Extrait retenu ::

● ● ● ● ●

Au Centre collégial de Mont-Laurier du Cégep de Saint-Jérôme, May Anne Tremblay enseigne le cours Intervention: Santé mentale et dépendances en Techniques d’éducation spécialisée. Elle a voulu développer l’empathie de ses étudiants et de ses étudiantes envers les personnes schizophrènes. Pour y arriver, rien de mieux que la réalité virtuelle!
May Anne Tremblay a fait vivre à ses élèves l’expérience de l’application Goliath [en anglais]. Cette application est gratuite sur les casques Meta (Oculus) Quest 2. May Anne a discuté de son expérience avec le technopédagogue de son collège, Édouard Morrissette, dans un épisode du balado de celui-ci: Les défricheurs du numérique.
Développer l’empathie envers les personnes schizophrènes
Dans Goliath, Jon, un homme schizophrène, partage son vécu dans une expérience immersive d’environ 25 minutes.
La schizophrénie affecte la perception de la réalité. L’application permet d’expérimenter ce que vivent les personnes atteintes de schizophrénie.
La personne qui porte le casque:
- voit ses mains se transformer en formes géométriques
- entend son nom être répété sans savoir d’où provient le son
- vit des expériences déstabilisantes
- etc.
Pour May Anne, l’objectif de l’activité est d’amener ses élèves à avoir une meilleure compréhension de ce qu’est la schizophrénie. L’utilisation de l’application Goliath vise à développer l’empathie des élèves envers les personnes schizophrènes, ce qui peut être difficile dans un cours magistral. Goliath permet aux élèves de vraiment comprendre à quel point la schizophrénie est déstabilisante pour ceux et celles qui en souffrent.
Pour assurer le bon déroulement de la séance
Le Centre collégial de Mont-Laurier s’est doté de 6 casques de réalité virtuelle Oculus Quest 2, (devenu depuis Meta Quest 2).
May Anne a divisé son groupe de 21 élèves en 4 sous-groupes de 5 ou 6 personnes. Même si l’expérience Goliath ne dure qu’environ 25 ou 30 minutes, May Anne Tremblay a prévu 50 minutes par sous-groupe. En effet, puisque l’application Goliath est très immersive et déroutante, elle voulait que chaque élève ait d’abord la chance de se familiariser avec le casque. Pour ce faire, elle a d’abord présenté aux élèves un extrait de quelques secondes d’une vidéo YouTube qui présente l’interface du casque. Elle voulait aider les élèves à repérer le bouton qui permet d’ouvrir la bibliothèque de jeux et leur permettre de voir la bibliothèque à l’avance. Elle leur a expliqué les boutons sur lesquels appuyer… et ceux à éviter! Puis, elle les a invités à utiliser l’application d’introduction fournie avec les casques, First steps [en anglais], pendant une dizaine de minutes.

● ● ● ● ●

Consignes ::
A – Répondez à ces questions sur le texte sur Goliath :
(i) Comment s'appelle le balado d'Édouard Morrissette ?
(ii) Combien d'élèves compte le groupe de May Anne Tremblay ?
(iii) Quel est le nom de l'application d'introduction fournie avec les casques ?
B – Transcrivez fidèlement le passage du texte sur Goliath allant de « May Anne Tremblay a fait » à « d’environ 25 minutes. ».
C – Rédigez la suite du texte sur Goliath à partir de l'endroit où il s'arrête.
Les items ci-dessous n'ont aucun rapport avec le texte sur Goliath.

Extrait du jeu de données ::

● ● ● ● ●

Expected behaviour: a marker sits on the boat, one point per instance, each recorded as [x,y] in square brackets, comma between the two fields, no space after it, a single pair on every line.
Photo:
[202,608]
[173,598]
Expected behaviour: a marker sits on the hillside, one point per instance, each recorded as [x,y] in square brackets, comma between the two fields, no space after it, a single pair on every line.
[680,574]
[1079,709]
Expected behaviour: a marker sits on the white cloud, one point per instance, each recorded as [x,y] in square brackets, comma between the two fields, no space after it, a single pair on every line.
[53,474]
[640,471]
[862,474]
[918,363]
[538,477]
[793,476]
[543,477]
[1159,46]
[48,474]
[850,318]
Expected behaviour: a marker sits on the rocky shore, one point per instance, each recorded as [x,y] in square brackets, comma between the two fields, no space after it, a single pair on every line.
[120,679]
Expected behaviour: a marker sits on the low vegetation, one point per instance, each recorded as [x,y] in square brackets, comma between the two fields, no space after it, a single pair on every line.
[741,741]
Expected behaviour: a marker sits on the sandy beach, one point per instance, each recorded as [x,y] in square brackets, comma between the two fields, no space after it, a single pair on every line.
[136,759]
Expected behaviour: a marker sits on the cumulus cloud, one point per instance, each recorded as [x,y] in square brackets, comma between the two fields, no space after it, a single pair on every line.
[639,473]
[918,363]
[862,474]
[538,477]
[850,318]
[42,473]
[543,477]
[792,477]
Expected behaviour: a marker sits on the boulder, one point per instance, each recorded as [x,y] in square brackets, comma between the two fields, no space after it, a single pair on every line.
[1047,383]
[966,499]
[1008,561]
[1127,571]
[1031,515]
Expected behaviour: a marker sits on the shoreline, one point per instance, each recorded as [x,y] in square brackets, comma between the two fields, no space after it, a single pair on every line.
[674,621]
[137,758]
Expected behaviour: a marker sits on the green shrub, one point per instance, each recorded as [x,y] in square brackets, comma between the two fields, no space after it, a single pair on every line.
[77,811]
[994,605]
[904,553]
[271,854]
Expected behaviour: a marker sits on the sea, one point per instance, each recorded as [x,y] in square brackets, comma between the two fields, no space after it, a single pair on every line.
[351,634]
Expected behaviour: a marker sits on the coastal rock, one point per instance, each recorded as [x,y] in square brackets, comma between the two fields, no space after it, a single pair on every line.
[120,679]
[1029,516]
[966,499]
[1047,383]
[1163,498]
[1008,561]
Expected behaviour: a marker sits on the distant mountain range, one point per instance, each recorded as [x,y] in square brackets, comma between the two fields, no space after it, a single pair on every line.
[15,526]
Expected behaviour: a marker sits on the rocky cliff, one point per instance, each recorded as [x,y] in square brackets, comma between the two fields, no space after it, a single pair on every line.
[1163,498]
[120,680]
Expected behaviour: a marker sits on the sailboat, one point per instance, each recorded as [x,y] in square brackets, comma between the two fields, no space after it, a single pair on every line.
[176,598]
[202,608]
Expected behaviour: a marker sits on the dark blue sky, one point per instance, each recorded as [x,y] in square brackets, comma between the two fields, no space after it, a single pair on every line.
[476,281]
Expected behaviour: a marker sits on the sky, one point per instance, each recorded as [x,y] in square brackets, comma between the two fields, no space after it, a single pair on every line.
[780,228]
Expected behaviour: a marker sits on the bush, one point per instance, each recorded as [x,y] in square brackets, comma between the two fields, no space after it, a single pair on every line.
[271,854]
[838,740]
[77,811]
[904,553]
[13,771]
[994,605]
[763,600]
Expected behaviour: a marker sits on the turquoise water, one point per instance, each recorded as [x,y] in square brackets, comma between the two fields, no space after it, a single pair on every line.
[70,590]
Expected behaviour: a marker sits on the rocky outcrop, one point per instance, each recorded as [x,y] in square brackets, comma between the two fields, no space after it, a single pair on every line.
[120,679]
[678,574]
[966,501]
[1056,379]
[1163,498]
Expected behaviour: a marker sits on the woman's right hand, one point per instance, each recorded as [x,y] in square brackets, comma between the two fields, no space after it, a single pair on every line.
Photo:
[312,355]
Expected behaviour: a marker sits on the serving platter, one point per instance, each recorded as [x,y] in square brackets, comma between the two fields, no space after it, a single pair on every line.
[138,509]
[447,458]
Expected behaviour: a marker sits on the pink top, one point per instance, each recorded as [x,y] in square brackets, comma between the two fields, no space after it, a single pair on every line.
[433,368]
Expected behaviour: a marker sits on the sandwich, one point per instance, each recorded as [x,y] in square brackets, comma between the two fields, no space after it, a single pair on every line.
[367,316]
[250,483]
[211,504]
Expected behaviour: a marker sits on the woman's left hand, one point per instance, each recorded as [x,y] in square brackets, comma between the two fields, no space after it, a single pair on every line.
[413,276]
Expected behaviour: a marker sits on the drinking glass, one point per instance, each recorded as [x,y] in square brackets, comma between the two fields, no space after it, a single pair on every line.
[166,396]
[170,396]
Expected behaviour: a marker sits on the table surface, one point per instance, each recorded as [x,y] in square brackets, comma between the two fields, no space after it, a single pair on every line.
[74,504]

● ● ● ● ●

Réponses ::
A –
(i) Les défricheurs du numérique.
(ii) 21 élèves.
(iii) First steps.

B –
May Anne Tremblay a fait vivre à ses élèves l’expérience de l’application Goliath [en anglais]. Cette application est gratuite sur les casques Meta (Oculus) Quest 2. May Anne a discuté de son expérience avec le technopédagogue de son collège, Édouard Morrissette, dans un épisode du balado de celui-ci: Les défricheurs du numérique.
Développer l’empathie envers les personnes schizophrènes
Dans Goliath, Jon, un homme schizophrène, partage son vécu dans une expérience immersive d’environ 25 minutes.

C –
Il est important de noter que la majorité des applications de réalité virtuelle sont en anglais. Dans Goliath, le personnage parle anglais avec un accent prononcé. Pour s’assurer que les élèves qui parlent peu anglais comprennent quand même, May Anne et Édouard ont trouvé sur YouTube une vidéo d’un utilisateur de Goliath qui s’est enregistré en jouant [en anglais]. Le rendu est en 2D et l’expérience de visionnement n’est pas du tout la même, mais, sur YouTube, des sous-titres sont disponibles. May Anne et Édouard ont téléchargé les sous-titres (avec le site web DownSub), les ont traduits (avec Google Translate) et les ont partagés avec les élèves.
Réactions des élèves
May Anne Tremblay a sondé ses élèves après l’expérience. 94% des élèves qui ont répondu au sondage ont trouvé l’expérience très satisfaisante, 6% l’ont trouvé satisfaisante. Personne n’a été insatisfait. 94% encore ont trouvé les casques très faciles à utiliser, alors que May Anne craignait initialement que ce soit un obstacle.
Certaines personnes ont signalé que les casques deviennent inconfortables à la longue. Édouard Morrissette a expliqué que cela était en partie dû au fait que le collège avait doté ses casques d’un protecteur en silicone pour recouvrir la mousse des casques. Cela est important pour des raisons d’hygiène, mais rend les casques moins confortables.
Par ailleurs, May Anne avait répété à ses élèves de ne pas trop bouger. Elle voulait éviter que les personnes en immersion n’entrent en collision les unes avec les autres. (D’ailleurs, elle avait réservé un gymnase pour l’occasion, pour que chaque élève ait plus d’espace. Elle explique qu’il faut un minimum de 2 mètres par 2 mètres pour chaque personne.) Mais le résultat des avertissements de May Anne est que certaines personnes ont pensé qu’elles n’avaient pas du tout le droit de bouger et ont ainsi eu le sentiment de ne pas profiter pleinement de l’expérience.
Être dans la peau d’une personne schizophrène
May Anne raconte que plusieurs élèves lui ont dit qu’en enlevant le casque, ils et elles avaient oublié être dans un gymnase. Les élèves avaient oublié que des gens pouvaient les observer pendant qu’ils et elles bougeaient les mains pour tenter d’attraper des objets imaginaires et qu’ils et elles risquaient d’avoir l’air fou. C’est ainsi que l’utilisation de l’application immersive joue mieux son rôle pour développer l’empathie envers les personnes schizophrènes que tout autre cours: les élèves entrent vraiment dans la peau d’une personne psychotique. Dans le balado, May Anne Tremblay raconte qu’une élève a été vraiment marquée par l’activité, car elle avait récemment vu un homme psychotique dans un dépanneur et qu’elle s’était un peu moquée de lui avec ses amis. Elle a dit: «Plus jamais je ne vais rire d’une personne qui est dans cette situation-là, parce que je l’ai vécue, et c’est très déstabilisant quand tu penses que ce que tu vois c’est vrai, et que les autres ne le voient pas.»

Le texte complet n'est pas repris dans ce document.